### Provided passage
# # # #

The Greening of Aging

William Thomas | physician, farmer

By Caroline Hsu
Posted 6/11/06

It's summer in upstate New York, the sun is shining, and it's time to make hay. Bill Thomas, medical doctor, gentleman farmer, and deep thinker, heads out to take the year's first cutting. His is a "mixed power" farm, which means that the tractor shares the load with a pair of massive 1-ton workhorses. Thomas takes the reins, clucks his tongue, and sets out across the field.

Thomas on his working farm in Sherburne, N.Y.
BEN STECHSCHULTE--REDUX FOR USN&WR

"People have forgotten some of the most important things that animals can teach us," he says over the din. "These horses aren't machines. They demand respect, and a good teamster is always thinking about what they are thinking." Near the top of a rise, Thomas stops the team for a rest. They huff audibly. "It happens all the time in organizations," says Thomas. "Managers let themselves be driven by results alone; they just want more, more, more, and they don't listen when the people who work for them start breathing hard and getting tired. They think the world is a machine, and it's not."

Perhaps because of his vantage point, here among the plants and living creatures of Summer Hill, a 258-acre working farm in Sherburne, N.Y., this Harvard-trained doctor doesn't look at organizations and search for the efficiency of a machine but instead imagines the wild and nurturing possibilities of a garden. He's brought this perspective to a most unlikely domain--the world of nursing homes. As a medical director at an upstate New York nursing home in the early '90s,Thomas moved dogs, cats, birds, and plants into a facility and radically shifted the focus from delivering scheduled institutional care to providing for the dignity and emotional well-being of the residents. Called the Eden Alternative, the project was a success and allowed Thomas to create a nonprofit that now lists 300 Eden Home conversions in America and an additional 200 overseas.

# # # #

### Raw data
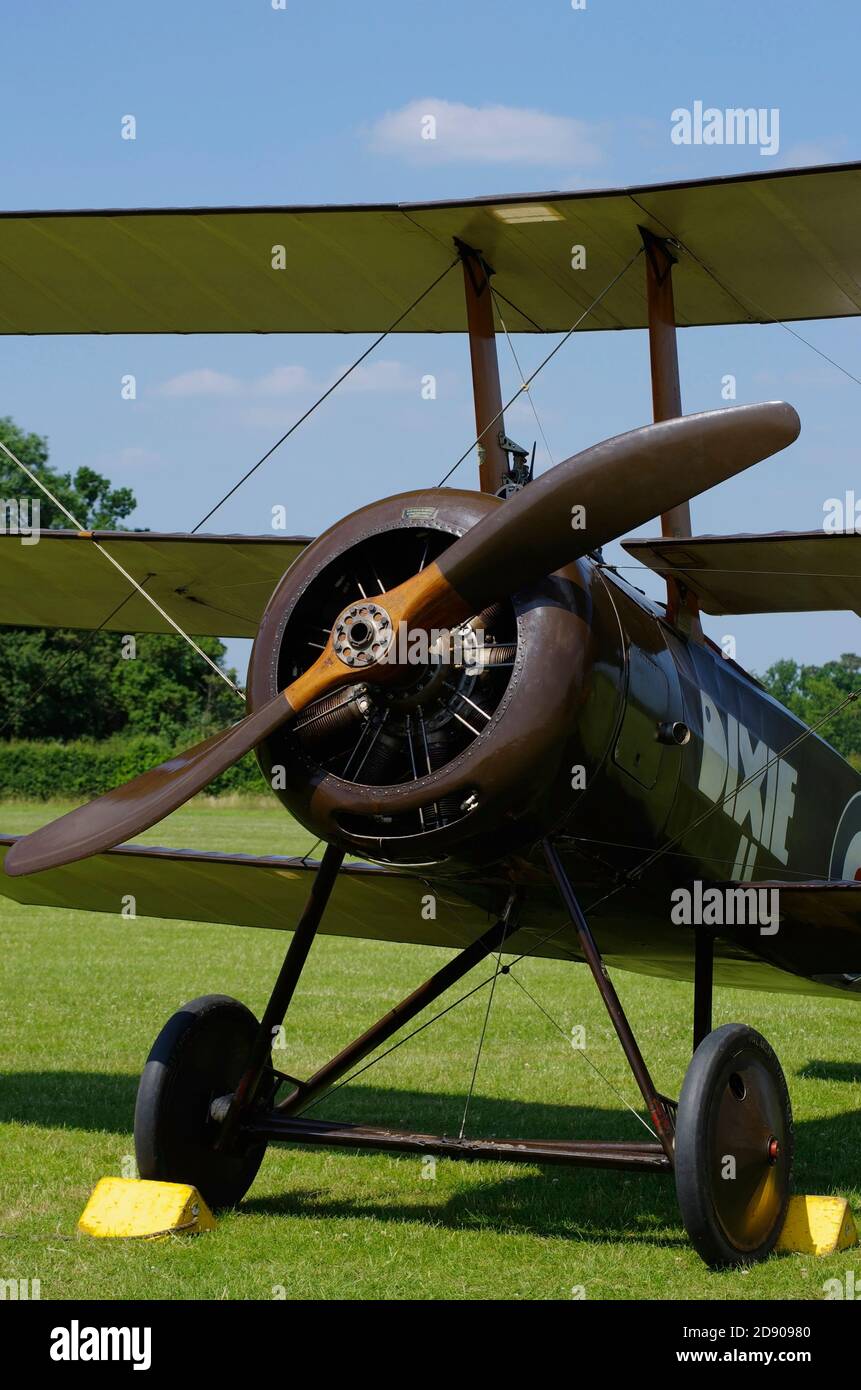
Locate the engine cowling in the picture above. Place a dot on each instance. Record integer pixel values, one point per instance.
(455, 762)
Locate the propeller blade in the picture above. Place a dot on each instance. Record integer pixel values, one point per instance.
(570, 510)
(618, 484)
(131, 809)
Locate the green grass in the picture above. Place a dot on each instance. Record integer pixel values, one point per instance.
(84, 997)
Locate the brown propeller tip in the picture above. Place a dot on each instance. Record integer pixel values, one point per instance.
(11, 863)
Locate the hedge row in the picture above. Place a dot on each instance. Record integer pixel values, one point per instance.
(85, 767)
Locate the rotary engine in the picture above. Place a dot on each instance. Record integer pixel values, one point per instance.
(465, 755)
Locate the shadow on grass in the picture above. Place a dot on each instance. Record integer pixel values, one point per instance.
(590, 1204)
(817, 1070)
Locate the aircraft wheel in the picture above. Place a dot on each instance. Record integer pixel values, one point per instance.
(733, 1147)
(199, 1055)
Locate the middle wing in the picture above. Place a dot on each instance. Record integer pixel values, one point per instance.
(806, 571)
(212, 585)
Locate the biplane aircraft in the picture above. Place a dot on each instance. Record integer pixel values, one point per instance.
(454, 690)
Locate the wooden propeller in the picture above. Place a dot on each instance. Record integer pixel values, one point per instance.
(568, 512)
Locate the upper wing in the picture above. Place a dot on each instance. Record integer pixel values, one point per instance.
(779, 245)
(210, 585)
(807, 571)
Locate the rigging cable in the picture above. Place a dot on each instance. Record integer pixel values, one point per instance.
(541, 364)
(327, 392)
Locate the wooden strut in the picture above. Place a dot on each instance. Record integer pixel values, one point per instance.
(487, 392)
(682, 608)
(249, 1115)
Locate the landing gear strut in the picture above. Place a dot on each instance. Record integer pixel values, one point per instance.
(206, 1107)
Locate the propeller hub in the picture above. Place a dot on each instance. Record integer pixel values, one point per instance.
(362, 634)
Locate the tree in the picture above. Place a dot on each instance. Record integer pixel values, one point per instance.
(86, 494)
(814, 691)
(66, 684)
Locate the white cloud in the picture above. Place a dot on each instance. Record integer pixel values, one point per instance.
(281, 381)
(484, 135)
(383, 375)
(200, 382)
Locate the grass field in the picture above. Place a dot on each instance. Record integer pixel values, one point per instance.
(84, 997)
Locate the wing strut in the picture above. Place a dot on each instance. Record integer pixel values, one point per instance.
(666, 403)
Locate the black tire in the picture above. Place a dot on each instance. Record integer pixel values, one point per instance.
(199, 1055)
(733, 1104)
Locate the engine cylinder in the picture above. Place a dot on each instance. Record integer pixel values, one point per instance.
(468, 756)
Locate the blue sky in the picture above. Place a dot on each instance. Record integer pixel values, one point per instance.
(242, 103)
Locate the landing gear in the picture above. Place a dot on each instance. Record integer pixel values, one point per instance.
(733, 1147)
(207, 1102)
(199, 1057)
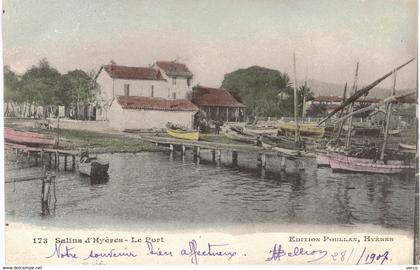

# # # #

### Set of tasks
1) In the article about Bill Thomas, rewrite the text between "It's summer in" and "his working farm in Sherburne, N.Y.", inclusive, substituting "draft horses" for "workhorses".
2) Carry the article about Bill Thomas and his work with nursing homes forward from its final sentence.

### Exercise results
1)
It's summer in upstate New York, the sun is shining, and it's time to make hay. Bill Thomas, medical doctor, gentleman farmer, and deep thinker, heads out to take the year's first cutting. His is a "mixed power" farm, which means that the tractor shares the load with a pair of massive 1-ton draft horses. Thomas takes the reins, clucks his tongue, and sets out across the field.

Thomas on his working farm in Sherburne, N.Y.

2)
Thomas is now on to his next big thing: the Green House Project. The first Green Houses were constructed in Tupelo, Miss., in 2003. Now that an intensive evaluation has documented their success, Thomas has teamed up with the Robert Wood Johnson Foundation to replace more than 100 nursing homes nationwide with clusters of small, cozy houses, each sheltering eight to 10 residents in private rooms, with private bathrooms and an open kitchen. In other words, a place like home.

Revolutionary. With his startling common-sense ideas and his ability to persuade others to take a risk, this creative and wildly exuberant 46-year-old country doctor has become something of a culture changer--reimagining how Americans will approach aging in the 21st century. And with 35 million Americans over 65--a number that will double by 2030--that takes a big imagination indeed.

Standing over 6 feet tall with a bushy brown beard, Thomas is typically dressed in old fleece outerwear, jeans, and Birkenstocks. At a recent conference on aging where he was a keynote speaker, Thomas conceded to convention by exchanging the fleece for a linen sports jacket, but he's been known to deliver a talk in overalls while standing on top of a table.